── Selected excerpt
A Brief Review of Neural Network on Spoken Language Understanding

Rui Meng

June 18th, 2016

One project requires to do keyphrase extraction on scientific text. As most keyphrases appear in the text, so I am considering that whether this problem can be framed as a sequence labeling task , just like NER and POS-tagging. Recently I come across a few papers about Neural Network applications on slot filling task, a subtask of spoken language understanding. Similarly, this task also can be addressed as a a standard sequence labeling task. So I hope I can get inspired somehow from their research, and the following is some notes about these papers. It’s worth noting that this posting doesn’t cover all the Neural Network research regarding the slot filling task, mostly from MSR.

1. Task Introduction: Slot Filling and Recurrent Neural Network

A little bit of description of the slot filling task as well as the data would help you understand what’s going on here. The figure below shows an example in ATIS dataset, with the annotation of slot/concept, named entity, intent as well as domain. The latter two annotations are for the other two tasks in SLU: domain detection and intent determination. We can see that the slot filling is quite similar to the NER task, following the IOB tagging representation, except for a more specific granularity.
────
[What to do]: Reproduce the entire review of neural networks for spoken language understanding above, word for word.
── Information provided
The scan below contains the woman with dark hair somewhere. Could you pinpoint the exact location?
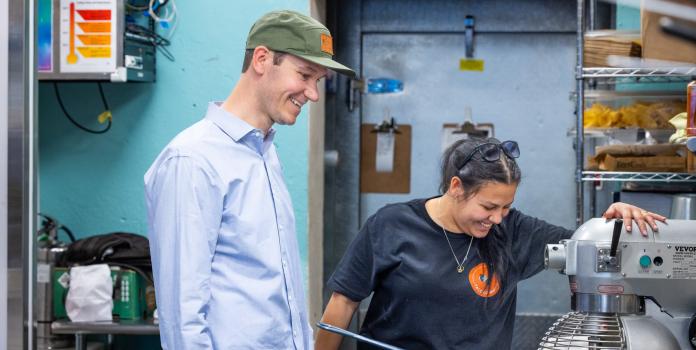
────
[Response to this task]:
A Brief Review of Neural Network on Spoken Language Understanding

Rui Meng

June 18th, 2016

One project requires to do keyphrase extraction on scientific text. As most keyphrases appear in the text, so I am considering that whether this problem can be framed as a sequence labeling task , just like NER and POS-tagging. Recently I come across a few papers about Neural Network applications on slot filling task, a subtask of spoken language understanding. Similarly, this task also can be addressed as a a standard sequence labeling task. So I hope I can get inspired somehow from their research, and the following is some notes about these papers. It’s worth noting that this posting doesn’t cover all the Neural Network research regarding the slot filling task, mostly from MSR.

1. Task Introduction: Slot Filling and Recurrent Neural Network

A little bit of description of the slot filling task as well as the data would help you understand what’s going on here. The figure below shows an example in ATIS dataset, with the annotation of slot/concept, named entity, intent as well as domain. The latter two annotations are for the other two tasks in SLU: domain detection and intent determination. We can see that the slot filling is quite similar to the NER task, following the IOB tagging representation, except for a more specific granularity.